**Короткое упражнение a**:
Пожалуйста, перепишите дословно фрагмент исходного текста: начните со слов «Дальнейшее размышление. В» и остановитесь после слов «их двумя способами.».

**Исходный текст**:
§ §

Дальнейшее размышление. В исправленном издании 1990 г. я уже выражал сожаление по поводу того, как я выразил свою мысль в третьем абзаце в §76.4, поскольку, как я указал в новой сноске 44 в главе X, мое мнение о точности и мудрости классической тринитарной формулы на много изменилось в положительную сторону по мере углубления моего понимания предмета жарких споров о богословии Воплощения. А когда я столкнулся с разработкой эволюционной модели развития христологии, предложенной моим прежним ноттингемским коллегой Морисом Кезеем (Mauris Casey), я обнаружил, что необходимо вновь вернуться к разработанной Ньюменом модели органического роста[717]. Я думаю, что, хотя я выразил свои мысли тогда довольно неадекватно, они все же имеют определенную ценность, и здесь мы могли бы заново сформулировать их двумя способами.

Во–первых, мы должны признать особенность исторических обстоятельств и связанных с ними ограничений, в которых формулировались символы веры, с их стремлением к закреплению смысла события Христа. Разумеется, особенность исторических обстоятельств и связанных с ними ограничений присущи как самому событию Христа, так и его каноническим описаниям и оценкам. Мы вернемся к этой проблеме ниже (§76.5). Здесь главное, о чем я хочу сказать, состоит в том, что существовала тенденция абсолютизировать символы веры, как если бы они были не просто достаточными для того, чтобы выразить богословские концепции, но также и до такой степени окончательными, что никакое отклонение от них или изменение в них не дозволялось. Если неукоснительное следование букве Библии превращается в идолопоклонство по отношению к Библии, то неукоснительное следование букве символов веры превращается в идолопоклонство по отношению к ним. В каждом из этих случаев важно признать неадекватность человеческого языка для выражения божественной реальности. Если слова Нового Завета или символа веры лучше всего воспринимать как иконы, то есть как окна, позволяющие заглянуть в сферу божественного, тогда важно не превращать иконы в идолов. Никакие слова не подходят для этой задачи, включая особенные слова, используемые в символах веры Нового Завета и за его пределами. В каждом из этих случаев существует реальность, превосходящая человеческие возможности адекватного способа выражения, — Слово внутри слов и выражающее себя через слова. Это не означает (и в этом смысл поправок, которые я хочу внести в мои прежние формулировки), что любые или многие альтернативные формулировки могут претендовать на адекватность или долговечность в той же степени, как классические новозаветные или конфессиональные формулы. Напротив, как и в случае с каноном, их способ выражения идей о Боге и Христе подтвердил свое право быть самым адекватным и долговечным для христианства, и в этом заключается в значительной степени их авторитетность. Но они долговечны и авторитетны как, хотя и лучшие, но все же приблизительные формулы выражения божественной реальности, насколько мы смогли к ней приблизиться с помощью слов. Они не представляют собой саму эту реальность! Только тогда, когда мы научимся признавать историческую специфику и предварительный характер таких утверждений, мы сможем оценить их по достоинству.

§ §

**Входные данные**:
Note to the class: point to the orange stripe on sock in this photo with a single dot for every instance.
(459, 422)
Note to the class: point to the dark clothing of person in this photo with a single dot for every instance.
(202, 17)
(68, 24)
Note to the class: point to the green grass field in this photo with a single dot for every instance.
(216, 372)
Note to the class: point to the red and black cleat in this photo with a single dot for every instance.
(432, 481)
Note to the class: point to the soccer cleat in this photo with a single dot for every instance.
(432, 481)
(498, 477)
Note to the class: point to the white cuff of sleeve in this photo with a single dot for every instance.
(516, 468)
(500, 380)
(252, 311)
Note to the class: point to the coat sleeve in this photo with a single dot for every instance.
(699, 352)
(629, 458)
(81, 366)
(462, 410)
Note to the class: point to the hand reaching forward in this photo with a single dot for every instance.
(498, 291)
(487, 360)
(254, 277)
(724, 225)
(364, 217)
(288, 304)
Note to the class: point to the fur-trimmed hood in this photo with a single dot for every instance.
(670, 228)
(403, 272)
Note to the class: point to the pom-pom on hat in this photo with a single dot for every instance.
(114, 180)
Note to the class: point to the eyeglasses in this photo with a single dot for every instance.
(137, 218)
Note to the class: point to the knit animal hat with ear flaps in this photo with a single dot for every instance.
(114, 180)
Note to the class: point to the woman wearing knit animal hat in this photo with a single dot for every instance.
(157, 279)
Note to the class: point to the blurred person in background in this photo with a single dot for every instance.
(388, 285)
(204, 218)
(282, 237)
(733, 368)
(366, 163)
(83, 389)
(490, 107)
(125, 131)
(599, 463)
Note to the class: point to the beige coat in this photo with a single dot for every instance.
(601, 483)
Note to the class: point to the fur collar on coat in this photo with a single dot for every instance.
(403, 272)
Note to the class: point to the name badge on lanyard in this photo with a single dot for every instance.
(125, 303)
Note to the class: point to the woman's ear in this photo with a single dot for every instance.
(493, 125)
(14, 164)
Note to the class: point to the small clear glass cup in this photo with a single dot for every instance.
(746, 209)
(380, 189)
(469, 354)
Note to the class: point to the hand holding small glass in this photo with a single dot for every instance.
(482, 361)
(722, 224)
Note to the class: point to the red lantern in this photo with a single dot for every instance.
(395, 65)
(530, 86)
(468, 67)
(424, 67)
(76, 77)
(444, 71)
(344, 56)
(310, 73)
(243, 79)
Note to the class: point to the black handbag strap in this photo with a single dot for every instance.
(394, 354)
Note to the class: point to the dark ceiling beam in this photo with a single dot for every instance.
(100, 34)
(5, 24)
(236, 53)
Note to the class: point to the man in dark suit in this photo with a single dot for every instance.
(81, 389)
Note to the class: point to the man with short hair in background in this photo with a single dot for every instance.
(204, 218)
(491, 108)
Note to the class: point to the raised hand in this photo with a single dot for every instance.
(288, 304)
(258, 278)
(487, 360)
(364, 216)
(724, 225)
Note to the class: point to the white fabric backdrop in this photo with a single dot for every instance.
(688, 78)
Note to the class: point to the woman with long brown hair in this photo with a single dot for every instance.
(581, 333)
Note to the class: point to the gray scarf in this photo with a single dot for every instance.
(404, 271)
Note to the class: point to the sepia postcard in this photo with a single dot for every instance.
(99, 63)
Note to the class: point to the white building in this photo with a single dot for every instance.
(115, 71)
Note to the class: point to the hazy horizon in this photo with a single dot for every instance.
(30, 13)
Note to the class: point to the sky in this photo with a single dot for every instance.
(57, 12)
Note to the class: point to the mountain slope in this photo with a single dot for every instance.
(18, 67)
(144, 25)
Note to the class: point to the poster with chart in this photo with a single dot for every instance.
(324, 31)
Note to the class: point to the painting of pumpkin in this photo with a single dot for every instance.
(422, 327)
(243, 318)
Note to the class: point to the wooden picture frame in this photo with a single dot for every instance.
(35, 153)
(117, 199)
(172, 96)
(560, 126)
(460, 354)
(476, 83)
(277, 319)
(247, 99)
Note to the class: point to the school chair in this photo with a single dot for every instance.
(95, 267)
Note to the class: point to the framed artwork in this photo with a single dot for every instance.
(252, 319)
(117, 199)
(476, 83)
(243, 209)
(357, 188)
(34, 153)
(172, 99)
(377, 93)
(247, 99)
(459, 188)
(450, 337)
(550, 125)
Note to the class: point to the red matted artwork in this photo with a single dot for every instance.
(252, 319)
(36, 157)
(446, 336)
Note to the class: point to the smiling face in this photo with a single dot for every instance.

§ §

**Короткое упражнение b**:
Оформите как JSON-список строк часть записей, от строки, содержащей «Note to the class: point to the painting», до конца записей включительно. Каждую строку передайте отдельным значением, а пустые строки пропустите.

**Ожидаемый ответ a**:
Дальнейшее размышление. В исправленном издании 1990 г. я уже выражал сожаление по поводу того, как я выразил свою мысль в третьем абзаце в §76.4, поскольку, как я указал в новой сноске 44 в главе X, мое мнение о точности и мудрости классической тринитарной формулы на много изменилось в положительную сторону по мере углубления моего понимания предмета жарких споров о богословии Воплощения. А когда я столкнулся с разработкой эволюционной модели развития христологии, предложенной моим прежним ноттингемским коллегой Морисом Кезеем (Mauris Casey), я обнаружил, что необходимо вновь вернуться к разработанной Ньюменом модели органического роста[717]. Я думаю, что, хотя я выразил свои мысли тогда довольно неадекватно, они все же имеют определенную ценность, и здесь мы могли бы заново сформулировать их двумя способами.

**Ожидаемый ответ b**:
[
  "Note to the class: point to the painting of pumpkin in this photo with a single dot for every instance.",
  "(422, 327)",
  "(243, 318)",
  "Note to the class: point to the wooden picture frame in this photo with a single dot for every instance.",
  "(35, 153)",
  "(117, 199)",
  "(172, 96)",
  "(560, 126)",
  "(460, 354)",
  "(476, 83)",
  "(277, 319)",
  "(247, 99)",
  "Note to the class: point to the school chair in this photo with a single dot for every instance.",
  "(95, 267)",
  "Note to the class: point to the framed artwork in this photo with a single dot for every instance.",
  "(252, 319)",
  "(117, 199)",
  "(476, 83)",
  "(243, 209)",
  "(357, 188)",
  "(34, 153)",
  "(172, 99)",
  "(377, 93)",
  "(247, 99)",
  "(459, 188)",
  "(450, 337)",
  "(550, 125)",
  "Note to the class: point to the red matted artwork in this photo with a single dot for every instance.",
  "(252, 319)",
  "(36, 157)",
  "(446, 336)",
  "Note to the class: point to the smiling face in this photo with a single dot for every instance."
]